Quoted text:

Re: 2 repeated variables in Proc Mixed

KellyLRonald · Posted 05-25-2018 02:20 PM

Hello--I have an experimental design where animals are exposed to different trial (first repeated factor, i.e., 'trial_type') and then within each there is a before and after (second repeated factor, i.e., 'lights'). I'm wondering the most appropriate way to code this and decided to try using two random statements? But it is possible to also do two repeated statements? Originally I was just using the repeated statement that I have crossed out here before I realized that my design needed to include before/after component of the variable called "lights".

proc sort data=New3; by Male Trial_Day;
proc mixed data=New3; class Male Trial_Type Lights ;
model LogUSVS = Trial_Type Lights Lights*Trial_Type
/solution outp=preds ddfm=kr;
lsmeans Trial_Type Lights*Trial_Type Lights / diff ;
random Male Trial_Type(Male) Lights(Male)/V Vcorr; run;

*/repeated /type=ar(1) subject=Male; title 'USV'; run;*/

sld · Posted 05-26-2018 11:08 PM

l'm assuming here that you have animals (identified by "Male"). Each animal is exposed to some number (2?) of different "Trial_Type"s. And within each Trial_Type, there is one measure for each of two "Lights" levels. LogUSVS is assumed to be normally distributed, conditional on the fixed and random effects in the model.

Excerpts from location labeling data:
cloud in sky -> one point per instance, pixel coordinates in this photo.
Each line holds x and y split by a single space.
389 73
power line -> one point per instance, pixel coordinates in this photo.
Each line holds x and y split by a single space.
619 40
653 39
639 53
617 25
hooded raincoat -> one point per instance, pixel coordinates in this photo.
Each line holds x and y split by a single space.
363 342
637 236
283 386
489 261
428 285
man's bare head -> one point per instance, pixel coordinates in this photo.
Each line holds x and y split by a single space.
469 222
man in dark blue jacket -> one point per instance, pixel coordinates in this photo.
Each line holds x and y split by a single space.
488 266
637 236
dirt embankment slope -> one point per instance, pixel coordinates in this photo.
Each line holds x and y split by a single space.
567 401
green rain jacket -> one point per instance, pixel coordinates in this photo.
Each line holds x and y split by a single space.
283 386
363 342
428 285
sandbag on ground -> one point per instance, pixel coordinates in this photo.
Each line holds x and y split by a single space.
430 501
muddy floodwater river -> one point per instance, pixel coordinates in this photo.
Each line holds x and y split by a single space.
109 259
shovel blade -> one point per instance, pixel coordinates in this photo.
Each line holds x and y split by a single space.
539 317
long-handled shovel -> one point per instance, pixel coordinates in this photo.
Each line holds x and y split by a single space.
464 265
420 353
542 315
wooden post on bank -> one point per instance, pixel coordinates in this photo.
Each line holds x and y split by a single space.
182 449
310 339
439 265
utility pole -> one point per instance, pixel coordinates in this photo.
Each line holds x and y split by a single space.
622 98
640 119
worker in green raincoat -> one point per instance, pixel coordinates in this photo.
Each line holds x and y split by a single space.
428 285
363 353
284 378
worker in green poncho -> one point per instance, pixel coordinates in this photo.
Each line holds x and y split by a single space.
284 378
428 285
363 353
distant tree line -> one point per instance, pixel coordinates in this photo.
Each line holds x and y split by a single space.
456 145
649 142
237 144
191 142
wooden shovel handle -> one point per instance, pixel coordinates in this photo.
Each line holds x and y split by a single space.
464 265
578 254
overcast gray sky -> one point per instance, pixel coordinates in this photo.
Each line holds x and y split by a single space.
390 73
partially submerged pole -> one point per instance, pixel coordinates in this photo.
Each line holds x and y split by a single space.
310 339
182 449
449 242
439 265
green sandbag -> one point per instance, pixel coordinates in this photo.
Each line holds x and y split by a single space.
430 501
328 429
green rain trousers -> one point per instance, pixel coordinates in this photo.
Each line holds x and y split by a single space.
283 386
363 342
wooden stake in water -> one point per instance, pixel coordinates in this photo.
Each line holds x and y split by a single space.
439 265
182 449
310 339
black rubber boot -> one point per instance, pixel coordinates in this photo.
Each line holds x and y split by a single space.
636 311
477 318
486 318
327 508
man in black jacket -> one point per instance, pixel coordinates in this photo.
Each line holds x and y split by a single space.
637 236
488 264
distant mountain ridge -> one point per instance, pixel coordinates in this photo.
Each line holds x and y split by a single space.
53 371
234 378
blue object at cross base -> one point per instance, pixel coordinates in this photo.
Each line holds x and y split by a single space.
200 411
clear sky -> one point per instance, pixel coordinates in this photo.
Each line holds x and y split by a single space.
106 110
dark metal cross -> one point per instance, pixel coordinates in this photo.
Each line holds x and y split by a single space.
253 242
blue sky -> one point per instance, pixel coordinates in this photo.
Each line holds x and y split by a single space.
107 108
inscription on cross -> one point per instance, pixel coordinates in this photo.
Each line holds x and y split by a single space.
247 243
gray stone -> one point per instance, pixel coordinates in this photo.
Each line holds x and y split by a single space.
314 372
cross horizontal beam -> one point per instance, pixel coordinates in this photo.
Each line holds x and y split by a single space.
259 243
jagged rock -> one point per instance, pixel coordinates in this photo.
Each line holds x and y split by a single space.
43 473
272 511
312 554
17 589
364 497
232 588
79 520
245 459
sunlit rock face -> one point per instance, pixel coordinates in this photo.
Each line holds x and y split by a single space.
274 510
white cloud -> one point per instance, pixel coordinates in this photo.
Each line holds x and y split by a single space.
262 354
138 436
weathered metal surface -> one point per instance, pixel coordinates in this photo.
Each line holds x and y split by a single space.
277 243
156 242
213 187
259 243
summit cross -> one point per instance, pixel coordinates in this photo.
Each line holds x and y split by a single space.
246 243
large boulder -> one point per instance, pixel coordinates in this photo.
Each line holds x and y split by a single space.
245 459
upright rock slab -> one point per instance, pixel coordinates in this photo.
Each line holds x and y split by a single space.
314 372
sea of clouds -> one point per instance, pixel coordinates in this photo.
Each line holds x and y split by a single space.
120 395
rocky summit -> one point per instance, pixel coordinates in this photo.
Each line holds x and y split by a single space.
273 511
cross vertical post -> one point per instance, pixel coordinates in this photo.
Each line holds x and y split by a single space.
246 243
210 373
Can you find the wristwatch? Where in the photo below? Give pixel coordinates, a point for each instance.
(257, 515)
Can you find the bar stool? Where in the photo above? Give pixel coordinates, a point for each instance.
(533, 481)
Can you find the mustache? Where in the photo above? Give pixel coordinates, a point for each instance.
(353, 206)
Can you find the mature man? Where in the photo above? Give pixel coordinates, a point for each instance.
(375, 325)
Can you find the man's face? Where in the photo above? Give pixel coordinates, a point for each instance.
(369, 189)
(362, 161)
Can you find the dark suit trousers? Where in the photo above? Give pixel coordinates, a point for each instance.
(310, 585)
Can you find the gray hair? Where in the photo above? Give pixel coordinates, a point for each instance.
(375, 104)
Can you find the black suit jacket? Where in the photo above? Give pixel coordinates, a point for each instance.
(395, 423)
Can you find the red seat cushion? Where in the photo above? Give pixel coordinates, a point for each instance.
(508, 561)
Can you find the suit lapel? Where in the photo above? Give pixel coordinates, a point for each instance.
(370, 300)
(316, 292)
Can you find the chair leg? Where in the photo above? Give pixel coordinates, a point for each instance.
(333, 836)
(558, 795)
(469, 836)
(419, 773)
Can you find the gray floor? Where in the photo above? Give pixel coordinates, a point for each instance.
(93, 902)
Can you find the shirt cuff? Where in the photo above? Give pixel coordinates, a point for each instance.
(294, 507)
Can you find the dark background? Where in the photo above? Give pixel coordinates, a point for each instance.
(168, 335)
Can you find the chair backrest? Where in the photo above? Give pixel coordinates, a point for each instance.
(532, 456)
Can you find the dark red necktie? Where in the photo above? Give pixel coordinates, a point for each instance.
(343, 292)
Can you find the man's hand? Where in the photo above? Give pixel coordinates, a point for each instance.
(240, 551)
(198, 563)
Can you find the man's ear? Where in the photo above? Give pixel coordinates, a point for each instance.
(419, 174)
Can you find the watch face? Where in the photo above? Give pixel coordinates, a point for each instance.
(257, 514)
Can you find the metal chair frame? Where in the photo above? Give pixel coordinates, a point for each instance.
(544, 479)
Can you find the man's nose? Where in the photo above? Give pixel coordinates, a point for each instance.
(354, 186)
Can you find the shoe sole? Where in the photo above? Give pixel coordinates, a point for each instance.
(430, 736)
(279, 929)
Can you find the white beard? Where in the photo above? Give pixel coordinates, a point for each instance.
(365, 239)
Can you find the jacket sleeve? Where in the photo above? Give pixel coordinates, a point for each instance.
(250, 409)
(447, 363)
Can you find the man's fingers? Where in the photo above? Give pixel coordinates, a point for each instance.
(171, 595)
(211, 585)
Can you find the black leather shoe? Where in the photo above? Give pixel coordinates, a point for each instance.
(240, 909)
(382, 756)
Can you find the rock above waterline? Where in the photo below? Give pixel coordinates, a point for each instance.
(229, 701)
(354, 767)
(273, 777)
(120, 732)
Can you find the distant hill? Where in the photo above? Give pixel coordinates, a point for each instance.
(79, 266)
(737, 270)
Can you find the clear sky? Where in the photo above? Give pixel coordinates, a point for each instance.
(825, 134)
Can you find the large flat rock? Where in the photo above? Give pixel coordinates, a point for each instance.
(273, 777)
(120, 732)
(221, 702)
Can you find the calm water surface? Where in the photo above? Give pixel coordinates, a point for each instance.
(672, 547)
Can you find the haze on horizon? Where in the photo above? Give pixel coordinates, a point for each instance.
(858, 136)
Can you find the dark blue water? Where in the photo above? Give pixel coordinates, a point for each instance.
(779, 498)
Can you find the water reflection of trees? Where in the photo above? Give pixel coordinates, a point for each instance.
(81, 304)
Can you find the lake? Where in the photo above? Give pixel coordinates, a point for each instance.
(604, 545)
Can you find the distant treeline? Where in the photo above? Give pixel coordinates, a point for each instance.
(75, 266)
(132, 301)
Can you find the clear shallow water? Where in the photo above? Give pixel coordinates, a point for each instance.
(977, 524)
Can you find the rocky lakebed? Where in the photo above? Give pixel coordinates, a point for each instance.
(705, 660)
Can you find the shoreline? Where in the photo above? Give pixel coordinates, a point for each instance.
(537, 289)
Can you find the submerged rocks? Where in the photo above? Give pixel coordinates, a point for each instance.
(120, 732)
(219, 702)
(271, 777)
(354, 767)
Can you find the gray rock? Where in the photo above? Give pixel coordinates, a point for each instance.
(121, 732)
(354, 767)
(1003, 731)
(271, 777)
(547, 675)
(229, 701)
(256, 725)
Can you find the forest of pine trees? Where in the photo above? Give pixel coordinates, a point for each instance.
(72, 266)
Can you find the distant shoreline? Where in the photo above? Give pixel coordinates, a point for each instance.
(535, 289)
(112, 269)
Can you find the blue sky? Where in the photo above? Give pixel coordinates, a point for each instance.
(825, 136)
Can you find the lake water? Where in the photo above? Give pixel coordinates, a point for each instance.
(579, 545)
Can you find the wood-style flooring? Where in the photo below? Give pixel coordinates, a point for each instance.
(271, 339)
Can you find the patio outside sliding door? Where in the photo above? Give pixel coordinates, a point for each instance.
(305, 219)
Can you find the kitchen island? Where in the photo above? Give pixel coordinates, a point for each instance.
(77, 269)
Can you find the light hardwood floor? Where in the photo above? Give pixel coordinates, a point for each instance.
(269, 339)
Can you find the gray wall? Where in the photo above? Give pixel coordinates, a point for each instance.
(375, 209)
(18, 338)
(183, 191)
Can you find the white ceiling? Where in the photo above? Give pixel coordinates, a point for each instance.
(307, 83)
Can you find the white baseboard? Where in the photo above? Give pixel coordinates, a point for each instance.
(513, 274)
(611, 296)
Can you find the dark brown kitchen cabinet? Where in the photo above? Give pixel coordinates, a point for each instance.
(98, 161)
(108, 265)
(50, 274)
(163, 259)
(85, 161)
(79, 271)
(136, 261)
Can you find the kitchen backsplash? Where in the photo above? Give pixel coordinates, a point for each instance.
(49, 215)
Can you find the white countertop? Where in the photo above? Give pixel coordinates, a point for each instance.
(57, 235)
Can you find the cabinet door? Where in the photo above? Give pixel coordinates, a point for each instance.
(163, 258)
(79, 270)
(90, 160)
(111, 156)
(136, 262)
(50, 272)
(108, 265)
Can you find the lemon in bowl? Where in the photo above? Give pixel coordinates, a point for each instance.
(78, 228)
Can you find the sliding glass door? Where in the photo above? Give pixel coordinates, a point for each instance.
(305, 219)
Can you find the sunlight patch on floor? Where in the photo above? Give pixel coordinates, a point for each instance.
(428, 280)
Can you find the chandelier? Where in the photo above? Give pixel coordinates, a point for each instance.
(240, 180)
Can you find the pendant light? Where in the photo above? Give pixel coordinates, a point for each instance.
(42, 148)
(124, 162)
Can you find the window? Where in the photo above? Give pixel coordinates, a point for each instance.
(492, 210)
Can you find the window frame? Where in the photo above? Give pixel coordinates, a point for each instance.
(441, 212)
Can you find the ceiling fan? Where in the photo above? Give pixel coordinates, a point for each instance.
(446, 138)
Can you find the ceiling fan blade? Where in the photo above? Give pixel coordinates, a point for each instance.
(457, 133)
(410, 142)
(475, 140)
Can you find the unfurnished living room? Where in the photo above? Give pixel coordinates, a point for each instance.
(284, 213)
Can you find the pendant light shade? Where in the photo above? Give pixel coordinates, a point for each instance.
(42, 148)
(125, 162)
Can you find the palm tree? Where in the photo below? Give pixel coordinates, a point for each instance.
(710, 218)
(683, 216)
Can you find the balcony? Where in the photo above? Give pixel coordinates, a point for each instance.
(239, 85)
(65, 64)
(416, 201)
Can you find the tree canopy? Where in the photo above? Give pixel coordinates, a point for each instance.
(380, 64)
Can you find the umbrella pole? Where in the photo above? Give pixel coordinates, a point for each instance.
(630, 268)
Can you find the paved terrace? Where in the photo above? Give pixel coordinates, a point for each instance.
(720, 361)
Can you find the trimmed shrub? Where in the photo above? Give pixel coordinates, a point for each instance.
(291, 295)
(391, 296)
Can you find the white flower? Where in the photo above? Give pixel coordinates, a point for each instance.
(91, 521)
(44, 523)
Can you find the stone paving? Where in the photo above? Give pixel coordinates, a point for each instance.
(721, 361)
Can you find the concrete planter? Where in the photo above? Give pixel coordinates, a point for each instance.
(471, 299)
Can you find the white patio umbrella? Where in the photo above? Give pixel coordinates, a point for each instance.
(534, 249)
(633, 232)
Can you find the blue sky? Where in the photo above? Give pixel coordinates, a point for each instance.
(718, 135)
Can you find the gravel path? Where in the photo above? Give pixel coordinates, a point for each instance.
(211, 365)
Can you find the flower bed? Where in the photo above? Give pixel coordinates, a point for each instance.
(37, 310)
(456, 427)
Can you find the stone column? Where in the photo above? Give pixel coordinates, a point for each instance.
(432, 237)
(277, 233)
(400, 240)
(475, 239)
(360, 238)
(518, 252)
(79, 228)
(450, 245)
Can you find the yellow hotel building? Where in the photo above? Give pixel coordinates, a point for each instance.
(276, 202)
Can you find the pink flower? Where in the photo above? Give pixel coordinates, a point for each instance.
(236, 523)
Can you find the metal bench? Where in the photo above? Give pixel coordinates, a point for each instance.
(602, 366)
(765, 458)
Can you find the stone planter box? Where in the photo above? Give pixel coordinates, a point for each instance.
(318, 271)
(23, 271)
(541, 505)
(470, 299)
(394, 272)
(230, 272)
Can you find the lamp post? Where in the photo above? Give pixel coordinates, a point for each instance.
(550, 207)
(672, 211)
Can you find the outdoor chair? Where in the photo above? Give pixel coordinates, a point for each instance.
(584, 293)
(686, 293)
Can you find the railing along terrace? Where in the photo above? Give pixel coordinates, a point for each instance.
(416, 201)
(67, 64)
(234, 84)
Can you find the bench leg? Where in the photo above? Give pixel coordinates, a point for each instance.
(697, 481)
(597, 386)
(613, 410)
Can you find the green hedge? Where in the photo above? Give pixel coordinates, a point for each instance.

Required actions:
a) Set down the Proc Mixed thread word for word, everything from "sld · Posted" down to "in the model.".
b) Take the Proc Mixed thread further, picking up after its last sentence.
These lines stand apart from the Proc Mixed thread as material of their own.

Answer set:
a)
sld · Posted 05-26-2018 11:08 PM

l'm assuming here that you have animals (identified by "Male"). Each animal is exposed to some number (2?) of different "Trial_Type"s. And within each Trial_Type, there is one measure for each of two "Lights" levels. LogUSVS is assumed to be normally distributed, conditional on the fixed and random effects in the model.

b)
If these assumptions are correct, then I would consider this code as a starting point. I'm assuming that there are only 2 levels of Lights and only 2 levels of Trial_Types. I'm using GLIMMIX rather than MIXED because GLIMMIX does nearly everything that MIXED does, and GLIMMIX offers many more useful bells and whistles.

proc glimmix data=have
  plots=(studentpanel boxplot(fixed student);
  class male trial_type lights;
  model LogUSVS = trial_type | lights / ddrm=kr2;
  random male
         male*trial_type;
  lsmeans trial_type lights;
  lsmeans trial_type*lights / plot=meanplot(join cl sliceby=lights);
  output out=glmm_out 
  run;

When you move into mixed models, you are rapidly wading into the deep end of the pool, and you will want to know more than you currently know. An excellent resource that focuses on Proc MIXED (not so much on GLIMMIX because the book is rather old, but still extremely useful) is

SAS® for Mixed Models, Second Edition

For a GLIMMIX perspective, see

Generalized Linear Mixed Models: Modern Concepts, Methods and Applications

particularly Chapters 2, 7, and 8.

I hope this helps.

KellyLRonald · Posted 05-27-2018 02:32 PM

Hello,

Thank you for the response! I will certainly check out the recommended book. I was wondering if my original code incorrect? Can you explain why? I was using the code I found in this article online:

Paper 188-29 Repeated Measures Modeling With PROC MIXED E. Barry Moser, Louisiana State University, Baton Rouge, LA

I attempted to run the proc Glimmix code you suggested but the log is telling me I'm missing a parentheses; I attempted to add one in the plots statement: but it didn't work. Then I attempted to remove this line completely and it also didn't run. I'm wondering why you did not include "lights" within the random statement here?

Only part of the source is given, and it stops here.